> _RAW RECORDS_
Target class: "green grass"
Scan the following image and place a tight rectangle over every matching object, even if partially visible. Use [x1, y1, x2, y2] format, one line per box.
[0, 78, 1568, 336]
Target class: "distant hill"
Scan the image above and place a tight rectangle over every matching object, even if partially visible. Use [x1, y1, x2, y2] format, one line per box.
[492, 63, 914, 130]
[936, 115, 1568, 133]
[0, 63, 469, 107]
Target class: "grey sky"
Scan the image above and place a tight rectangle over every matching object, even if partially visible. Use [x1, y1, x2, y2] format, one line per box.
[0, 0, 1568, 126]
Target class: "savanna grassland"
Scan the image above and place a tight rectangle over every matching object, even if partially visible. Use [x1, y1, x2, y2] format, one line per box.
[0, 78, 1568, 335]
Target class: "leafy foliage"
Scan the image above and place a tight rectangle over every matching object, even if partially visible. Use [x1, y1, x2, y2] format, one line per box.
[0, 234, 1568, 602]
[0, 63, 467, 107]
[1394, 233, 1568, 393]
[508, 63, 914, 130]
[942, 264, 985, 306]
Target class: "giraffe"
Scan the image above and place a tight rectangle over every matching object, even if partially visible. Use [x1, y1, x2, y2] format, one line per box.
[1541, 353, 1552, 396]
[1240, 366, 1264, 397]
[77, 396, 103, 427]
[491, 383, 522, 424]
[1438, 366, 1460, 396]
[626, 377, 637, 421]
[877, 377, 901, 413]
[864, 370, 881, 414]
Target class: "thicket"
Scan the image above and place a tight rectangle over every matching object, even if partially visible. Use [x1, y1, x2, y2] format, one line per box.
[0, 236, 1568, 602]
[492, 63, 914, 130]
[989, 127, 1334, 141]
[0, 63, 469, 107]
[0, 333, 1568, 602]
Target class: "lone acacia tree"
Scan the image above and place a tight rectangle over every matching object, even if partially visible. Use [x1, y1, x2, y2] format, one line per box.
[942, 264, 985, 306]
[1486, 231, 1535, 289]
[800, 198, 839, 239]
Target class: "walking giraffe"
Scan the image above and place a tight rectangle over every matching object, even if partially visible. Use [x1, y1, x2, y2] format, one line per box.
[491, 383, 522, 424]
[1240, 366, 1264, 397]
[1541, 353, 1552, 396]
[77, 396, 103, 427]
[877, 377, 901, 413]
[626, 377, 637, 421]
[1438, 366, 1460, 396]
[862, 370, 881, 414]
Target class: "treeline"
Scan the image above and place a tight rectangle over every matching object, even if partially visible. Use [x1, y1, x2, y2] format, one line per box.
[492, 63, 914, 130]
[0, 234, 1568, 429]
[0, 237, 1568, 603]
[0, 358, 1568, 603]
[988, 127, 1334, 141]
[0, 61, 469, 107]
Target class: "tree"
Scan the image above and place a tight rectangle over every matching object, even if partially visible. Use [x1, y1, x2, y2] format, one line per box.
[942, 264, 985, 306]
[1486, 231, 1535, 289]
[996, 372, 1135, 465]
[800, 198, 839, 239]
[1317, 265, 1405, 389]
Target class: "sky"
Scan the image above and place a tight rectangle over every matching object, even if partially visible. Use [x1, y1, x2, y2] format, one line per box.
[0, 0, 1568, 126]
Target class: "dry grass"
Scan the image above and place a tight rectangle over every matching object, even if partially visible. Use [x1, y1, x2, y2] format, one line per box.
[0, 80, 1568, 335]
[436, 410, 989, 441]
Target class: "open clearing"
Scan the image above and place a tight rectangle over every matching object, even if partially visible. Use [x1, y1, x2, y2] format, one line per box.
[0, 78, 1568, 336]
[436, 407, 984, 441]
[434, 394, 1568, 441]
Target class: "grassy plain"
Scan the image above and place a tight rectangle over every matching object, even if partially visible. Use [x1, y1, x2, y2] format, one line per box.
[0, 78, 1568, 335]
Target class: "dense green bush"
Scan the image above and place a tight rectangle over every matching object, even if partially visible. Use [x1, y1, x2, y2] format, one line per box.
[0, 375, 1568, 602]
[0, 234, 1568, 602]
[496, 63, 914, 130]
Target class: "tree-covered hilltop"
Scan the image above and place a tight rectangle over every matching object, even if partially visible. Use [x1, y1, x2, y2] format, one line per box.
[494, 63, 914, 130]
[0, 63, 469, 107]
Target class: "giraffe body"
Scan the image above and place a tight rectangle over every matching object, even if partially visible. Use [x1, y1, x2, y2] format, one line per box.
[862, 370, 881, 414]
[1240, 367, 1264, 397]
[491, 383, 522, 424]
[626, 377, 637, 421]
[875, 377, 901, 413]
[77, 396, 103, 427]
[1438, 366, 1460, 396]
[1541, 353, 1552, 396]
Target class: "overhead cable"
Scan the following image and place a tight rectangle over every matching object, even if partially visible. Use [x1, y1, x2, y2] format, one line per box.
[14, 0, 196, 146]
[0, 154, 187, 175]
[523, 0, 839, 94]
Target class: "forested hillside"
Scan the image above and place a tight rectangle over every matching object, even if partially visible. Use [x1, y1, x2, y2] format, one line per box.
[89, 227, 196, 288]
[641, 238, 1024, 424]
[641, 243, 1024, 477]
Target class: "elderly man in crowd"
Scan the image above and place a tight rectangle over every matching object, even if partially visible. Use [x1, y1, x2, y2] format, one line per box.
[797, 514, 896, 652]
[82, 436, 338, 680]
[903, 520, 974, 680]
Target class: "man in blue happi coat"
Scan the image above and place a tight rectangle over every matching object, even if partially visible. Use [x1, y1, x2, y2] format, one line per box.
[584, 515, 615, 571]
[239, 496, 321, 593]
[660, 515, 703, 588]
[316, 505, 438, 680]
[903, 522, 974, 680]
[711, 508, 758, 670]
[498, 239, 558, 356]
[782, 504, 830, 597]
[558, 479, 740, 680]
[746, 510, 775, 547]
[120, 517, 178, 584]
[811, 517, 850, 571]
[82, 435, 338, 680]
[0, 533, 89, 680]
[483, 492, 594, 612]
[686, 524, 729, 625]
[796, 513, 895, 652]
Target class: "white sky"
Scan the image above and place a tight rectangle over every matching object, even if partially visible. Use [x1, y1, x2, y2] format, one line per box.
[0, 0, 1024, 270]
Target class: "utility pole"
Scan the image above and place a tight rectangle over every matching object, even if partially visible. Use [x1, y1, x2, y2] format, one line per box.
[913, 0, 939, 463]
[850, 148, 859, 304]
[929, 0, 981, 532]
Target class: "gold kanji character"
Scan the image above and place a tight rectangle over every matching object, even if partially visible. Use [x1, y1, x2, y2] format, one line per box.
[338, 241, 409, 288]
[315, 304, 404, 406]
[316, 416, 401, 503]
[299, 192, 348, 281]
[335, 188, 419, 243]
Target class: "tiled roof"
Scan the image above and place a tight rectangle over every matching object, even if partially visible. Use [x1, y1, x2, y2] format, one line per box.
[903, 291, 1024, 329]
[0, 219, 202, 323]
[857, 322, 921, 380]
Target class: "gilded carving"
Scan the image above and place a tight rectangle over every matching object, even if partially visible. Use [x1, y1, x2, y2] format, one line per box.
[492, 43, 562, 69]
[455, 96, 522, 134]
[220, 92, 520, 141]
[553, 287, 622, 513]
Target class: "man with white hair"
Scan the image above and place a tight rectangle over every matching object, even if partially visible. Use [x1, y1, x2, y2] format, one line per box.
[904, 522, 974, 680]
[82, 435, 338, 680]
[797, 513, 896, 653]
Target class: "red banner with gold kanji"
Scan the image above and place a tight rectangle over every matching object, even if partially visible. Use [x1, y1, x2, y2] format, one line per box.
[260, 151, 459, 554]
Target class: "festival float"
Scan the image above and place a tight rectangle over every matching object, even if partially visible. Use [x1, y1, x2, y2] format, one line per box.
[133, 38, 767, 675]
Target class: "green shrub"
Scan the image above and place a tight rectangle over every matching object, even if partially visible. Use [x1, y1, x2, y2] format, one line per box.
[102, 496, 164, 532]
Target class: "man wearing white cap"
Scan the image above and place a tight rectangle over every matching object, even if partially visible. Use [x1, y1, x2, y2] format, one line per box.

> _PROBLEM DETAILS_
How many lines in the rows above contain the word "white", with case counting? Reply with the number alone.

> _CORRECT RESPONSE_
3